▶ PFLICHTAUFGABEN:
1. Schreib aus dem Text zum Schwingsport den Teil ab, der bei den Worten "Letztes Jahr hatte" anfängt und nach "der 100. Kranz?" endet.
2. Welche Wörter im Text zum Schwingsport enthalten die Buchstabenfolge „schwing“, egal ob groß oder klein geschrieben? Nenne jedes Wort einmal.

Letztes Jahr hatte ich eine Verletzung an den Adduktoren. Die linke war dabei zu zweidritteln gerissen und die rechte zu einem Drittel. Das passierte am 3. April 2016. Ich habe mich dann mit Schmerz- und Eigenblut-Spritzen durch die ganze Saison hindurch geseucht, auch durch das Eidgenössische. Am 3. September nahm ich noch beim Hochwacht-Schwinget teil. Anschliessend liess ich ein MRI machen und nach dem genauen Befund habe ich sieben Monate nicht mehr geschwungen. Ich trainierte in dieser Zeit nur was möglich war, wie beispielsweise Kondition. Jetzt spüre ich an den Adduktoren nichts mehr. Deshalb muss ich sagen, dass diese Saison bisher recht gut verlief. Das Ganze ist jeweils schon ein Kampf.“


Gelingt Stefan Burkhalter auf der Rigi der 100. Kranz?

Allgemeine Gedanken zum Schwingsport
„Schön ist, dass man die Regelung mit der Teilnahme an mindestens vier Regionalschwingfesten durchgebracht hat. Denn auf diese Regelung habe ich schon länger gepocht. Ich bestreite relativ viele Rangschwinget, denn diese Feste haben auch ihre Daseinsberechtigung. Mit dieser Massnahme zwingt man die Spitzenschwinger zur Teilnahme. Ich verstehe nicht, dass gewisse Schwinger solche Schwingfeste sonst nicht bestreiten würden. Denn sie sind in meinen Augen das beste wettkampfmässige Training. Und die Ausrede wegen der Verletzungsgefahr lasse ich nicht gelten. Verletzen kann man sich auch beim Training.

Einträge aus einer Datenquelle
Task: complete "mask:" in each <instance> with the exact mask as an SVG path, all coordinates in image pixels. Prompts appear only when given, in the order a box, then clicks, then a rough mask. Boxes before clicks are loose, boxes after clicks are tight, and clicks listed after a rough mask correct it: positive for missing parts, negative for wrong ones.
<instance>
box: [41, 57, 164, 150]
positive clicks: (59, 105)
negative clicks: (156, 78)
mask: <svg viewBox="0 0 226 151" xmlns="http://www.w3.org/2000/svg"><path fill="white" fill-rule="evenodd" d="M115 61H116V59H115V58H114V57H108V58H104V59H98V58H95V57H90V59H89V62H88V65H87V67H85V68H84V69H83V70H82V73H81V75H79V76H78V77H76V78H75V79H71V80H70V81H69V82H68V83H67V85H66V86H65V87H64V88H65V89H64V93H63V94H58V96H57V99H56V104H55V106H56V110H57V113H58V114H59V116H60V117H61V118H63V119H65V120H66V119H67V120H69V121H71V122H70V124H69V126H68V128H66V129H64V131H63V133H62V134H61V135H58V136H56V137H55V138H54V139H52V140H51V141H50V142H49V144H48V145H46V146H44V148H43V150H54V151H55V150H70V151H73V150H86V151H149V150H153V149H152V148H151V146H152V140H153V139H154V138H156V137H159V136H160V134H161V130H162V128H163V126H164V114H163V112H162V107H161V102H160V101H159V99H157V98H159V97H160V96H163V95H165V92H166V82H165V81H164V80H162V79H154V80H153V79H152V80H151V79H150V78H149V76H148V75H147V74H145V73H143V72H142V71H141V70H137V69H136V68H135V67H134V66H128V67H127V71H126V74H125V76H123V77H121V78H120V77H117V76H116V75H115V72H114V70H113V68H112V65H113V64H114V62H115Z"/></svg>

* * *

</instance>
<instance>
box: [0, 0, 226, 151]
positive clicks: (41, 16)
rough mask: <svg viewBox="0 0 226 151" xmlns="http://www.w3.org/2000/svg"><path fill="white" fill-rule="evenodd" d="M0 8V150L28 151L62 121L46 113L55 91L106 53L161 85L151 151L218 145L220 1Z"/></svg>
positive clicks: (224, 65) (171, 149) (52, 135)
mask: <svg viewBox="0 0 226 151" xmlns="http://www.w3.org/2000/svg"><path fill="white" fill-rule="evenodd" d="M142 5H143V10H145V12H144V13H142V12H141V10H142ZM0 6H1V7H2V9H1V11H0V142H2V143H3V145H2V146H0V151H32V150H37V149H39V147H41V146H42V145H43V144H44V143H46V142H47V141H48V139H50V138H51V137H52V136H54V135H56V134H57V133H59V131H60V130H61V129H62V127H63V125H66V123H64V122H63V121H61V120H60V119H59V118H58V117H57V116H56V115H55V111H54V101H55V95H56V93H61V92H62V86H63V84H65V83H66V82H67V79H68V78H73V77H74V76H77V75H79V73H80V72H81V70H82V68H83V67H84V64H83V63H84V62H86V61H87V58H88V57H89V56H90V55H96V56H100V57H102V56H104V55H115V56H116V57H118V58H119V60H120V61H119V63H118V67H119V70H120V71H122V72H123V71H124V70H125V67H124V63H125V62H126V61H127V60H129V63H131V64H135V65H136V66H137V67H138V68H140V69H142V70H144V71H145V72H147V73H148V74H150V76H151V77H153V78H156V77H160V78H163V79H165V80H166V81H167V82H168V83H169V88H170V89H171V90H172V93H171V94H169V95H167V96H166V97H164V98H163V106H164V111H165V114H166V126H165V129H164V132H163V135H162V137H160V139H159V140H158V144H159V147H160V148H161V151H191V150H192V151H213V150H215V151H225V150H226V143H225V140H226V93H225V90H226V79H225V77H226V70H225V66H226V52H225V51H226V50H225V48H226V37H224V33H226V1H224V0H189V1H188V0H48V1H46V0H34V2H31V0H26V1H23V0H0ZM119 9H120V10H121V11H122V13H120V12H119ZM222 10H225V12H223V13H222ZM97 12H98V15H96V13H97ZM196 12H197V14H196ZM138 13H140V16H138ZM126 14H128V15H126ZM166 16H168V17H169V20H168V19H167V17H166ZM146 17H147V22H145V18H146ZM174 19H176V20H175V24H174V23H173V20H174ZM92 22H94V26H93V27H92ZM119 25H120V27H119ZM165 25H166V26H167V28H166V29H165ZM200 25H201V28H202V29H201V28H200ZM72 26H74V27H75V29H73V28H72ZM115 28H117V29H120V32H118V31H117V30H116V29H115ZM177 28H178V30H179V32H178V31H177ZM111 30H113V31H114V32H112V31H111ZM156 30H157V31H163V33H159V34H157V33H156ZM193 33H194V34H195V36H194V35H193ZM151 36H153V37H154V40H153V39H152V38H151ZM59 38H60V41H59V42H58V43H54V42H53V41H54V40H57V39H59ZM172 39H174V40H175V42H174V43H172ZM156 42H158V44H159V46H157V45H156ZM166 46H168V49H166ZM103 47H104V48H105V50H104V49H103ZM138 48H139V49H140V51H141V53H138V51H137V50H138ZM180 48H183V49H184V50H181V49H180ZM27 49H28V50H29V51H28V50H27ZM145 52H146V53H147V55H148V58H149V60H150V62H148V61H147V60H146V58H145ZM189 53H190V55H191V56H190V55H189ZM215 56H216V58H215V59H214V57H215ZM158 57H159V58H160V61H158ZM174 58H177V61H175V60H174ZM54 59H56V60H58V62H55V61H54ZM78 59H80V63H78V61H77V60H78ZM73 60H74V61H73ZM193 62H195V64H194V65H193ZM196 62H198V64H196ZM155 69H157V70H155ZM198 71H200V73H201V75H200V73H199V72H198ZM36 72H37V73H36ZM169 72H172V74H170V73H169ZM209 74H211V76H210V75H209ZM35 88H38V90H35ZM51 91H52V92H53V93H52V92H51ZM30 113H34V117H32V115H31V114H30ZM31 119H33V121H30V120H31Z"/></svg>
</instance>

* * *

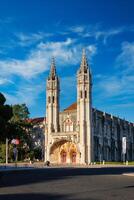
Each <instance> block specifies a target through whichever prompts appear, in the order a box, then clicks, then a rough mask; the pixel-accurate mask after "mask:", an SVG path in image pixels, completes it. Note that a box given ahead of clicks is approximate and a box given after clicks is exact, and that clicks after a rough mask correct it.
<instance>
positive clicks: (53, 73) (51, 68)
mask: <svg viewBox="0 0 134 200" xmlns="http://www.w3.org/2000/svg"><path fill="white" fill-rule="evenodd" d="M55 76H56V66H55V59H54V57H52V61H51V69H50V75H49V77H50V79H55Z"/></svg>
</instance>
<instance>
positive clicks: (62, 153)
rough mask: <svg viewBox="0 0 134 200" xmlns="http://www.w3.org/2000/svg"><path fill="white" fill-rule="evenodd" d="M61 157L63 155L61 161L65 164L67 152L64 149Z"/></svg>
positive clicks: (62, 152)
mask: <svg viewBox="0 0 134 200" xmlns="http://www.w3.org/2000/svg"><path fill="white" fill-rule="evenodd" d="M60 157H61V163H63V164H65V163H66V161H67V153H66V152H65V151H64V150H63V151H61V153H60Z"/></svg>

▶ LÖSUNGEN:
1.
Letztes Jahr hatte ich eine Verletzung an den Adduktoren. Die linke war dabei zu zweidritteln gerissen und die rechte zu einem Drittel. Das passierte am 3. April 2016. Ich habe mich dann mit Schmerz- und Eigenblut-Spritzen durch die ganze Saison hindurch geseucht, auch durch das Eidgenössische. Am 3. September nahm ich noch beim Hochwacht-Schwinget teil. Anschliessend liess ich ein MRI machen und nach dem genauen Befund habe ich sieben Monate nicht mehr geschwungen. Ich trainierte in dieser Zeit nur was möglich war, wie beispielsweise Kondition. Jetzt spüre ich an den Adduktoren nichts mehr. Deshalb muss ich sagen, dass diese Saison bisher recht gut verlief. Das Ganze ist jeweils schon ein Kampf.“


Gelingt Stefan Burkhalter auf der Rigi der 100. Kranz?

2. Hochwacht-Schwinget, Schwingsport, Regionalschwingfesten, Rangschwinget, Spitzenschwinger, Schwinger, Schwingfeste